Proponuję następujący eksperyment myślowy.
Wróćmy wspomnieniem do jakiejś chwili w naszym życiu i spróbujmy przypomnieć sobie co myśleliśmy w tym momencie. Najlepiej, żeby proces przypominania nie wymagał zbyt wiele wysiłku, bo jak wiemy mózg lubi płatać figle i z zacięciem etatowego psotnika odbarwia lub zabarwia nasze wspomnienia.
Kiedy już przypomnimy sobie mniej więcej co też nam chodziło po głowie i jakie wiązały się z tym uczucia, proponuję postawić się w analogicznej sytuacji, ale tym razem rozpatrując ja z perspektywy naszego obecnego 'ja'.
Oczywiście, nasze 'ja' ze wspomnienia i 'ja' z chwili przeprowadzania eksperymentu, to różne bagaże doświadczeń, różna wiedza i pewnie różny poziom rozwoju emocjonalnego oraz intelektualnego.
▬▬▬▬▬▬▬▬▬▬
* Zadania i ćwiczenia
- A) Wymień wszystkie różnice między „ja” ze wspomnienia a „ja” z chwili przeprowadzania eksperymentu, które podaje tekst.
- B) Zacytuj fragment tekstu, zaczynając od słów „Wróćmy wspomnieniem do” i ciągnąc go aż do słów „emocjonalnego oraz intelektualnego.” włącznie.
Korzystaj wyłącznie z tekstu.

* Wycinek danych
▬▬▬▬▬▬▬▬▬▬
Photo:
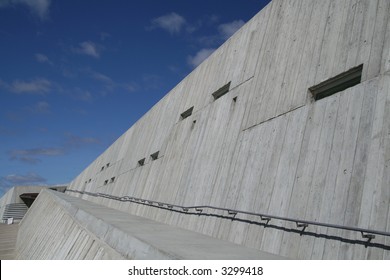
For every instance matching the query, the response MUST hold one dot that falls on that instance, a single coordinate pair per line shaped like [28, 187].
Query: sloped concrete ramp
▬▬▬▬▬▬▬▬▬▬
* Wyniki zadań
- A) Różnią się bagażem doświadczeń, wiedzą oraz poziomem rozwoju emocjonalnego i intelektualnego.

- B)
Wróćmy wspomnieniem do jakiejś chwili w naszym życiu i spróbujmy przypomnieć sobie co myśleliśmy w tym momencie. Najlepiej, żeby proces przypominania nie wymagał zbyt wiele wysiłku, bo jak wiemy mózg lubi płatać figle i z zacięciem etatowego psotnika odbarwia lub zabarwia nasze wspomnienia.
Kiedy już przypomnimy sobie mniej więcej co też nam chodziło po głowie i jakie wiązały się z tym uczucia, proponuję postawić się w analogicznej sytuacji, ale tym razem rozpatrując ja z perspektywy naszego obecnego 'ja'.
Oczywiście, nasze 'ja' ze wspomnienia i 'ja' z chwili przeprowadzania eksperymentu, to różne bagaże doświadczeń, różna wiedza i pewnie różny poziom rozwoju emocjonalnego oraz intelektualnego.